REQUIRED WORK =
Reproduce the material below, substituting "occurrence" for each "instance" and keeping everything else unchanged.

%%

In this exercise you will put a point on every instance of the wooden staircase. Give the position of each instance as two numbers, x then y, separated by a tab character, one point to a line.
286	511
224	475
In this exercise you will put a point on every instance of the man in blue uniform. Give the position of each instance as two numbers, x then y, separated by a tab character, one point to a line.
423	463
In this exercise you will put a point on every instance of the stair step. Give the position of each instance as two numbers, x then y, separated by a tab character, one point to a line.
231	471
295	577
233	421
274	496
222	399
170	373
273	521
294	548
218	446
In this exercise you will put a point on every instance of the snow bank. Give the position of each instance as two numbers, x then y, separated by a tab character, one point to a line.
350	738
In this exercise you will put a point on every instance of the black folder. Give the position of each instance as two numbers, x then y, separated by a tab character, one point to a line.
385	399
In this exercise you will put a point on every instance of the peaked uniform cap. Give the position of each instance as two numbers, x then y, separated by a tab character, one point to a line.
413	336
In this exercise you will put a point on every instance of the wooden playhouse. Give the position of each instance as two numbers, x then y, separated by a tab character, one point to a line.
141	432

%%

THE ANSWER =
In this exercise you will put a point on every occurrence of the wooden staircase. Give the position of each occurrence as two numbers, x then y, separated by a tab character, one point to a line.
286	511
224	475
In this exercise you will put a point on every occurrence of the man in blue uniform. Give the position of each occurrence as two numbers, x then y, separated by a tab character, one point to a line.
423	463
In this exercise you will put a point on every occurrence of the stair step. Give the position of each occurrence as two numbers, x then y, separated by a tab character, one point to a line.
231	471
295	577
233	421
274	496
222	399
170	373
273	521
294	548
218	446
In this exercise you will put a point on every occurrence of the snow bank. Give the position of each occurrence as two numbers, x then y, separated by a tab character, one point to a line.
350	738
In this exercise you will put a point on every occurrence of the black folder. Give the position of each occurrence as two numbers, x then y, separated by a tab character, one point to a line.
385	399
In this exercise you will put a point on every occurrence of the peaked uniform cap. Give the position of each occurrence as two numbers, x then y, separated by a tab character, one point to a line.
413	336
In this exercise you will put a point on every occurrence of the wooden playhouse. Give the position of each occurrence as two numbers, x then y, separated by a tab character, one point to a line.
141	432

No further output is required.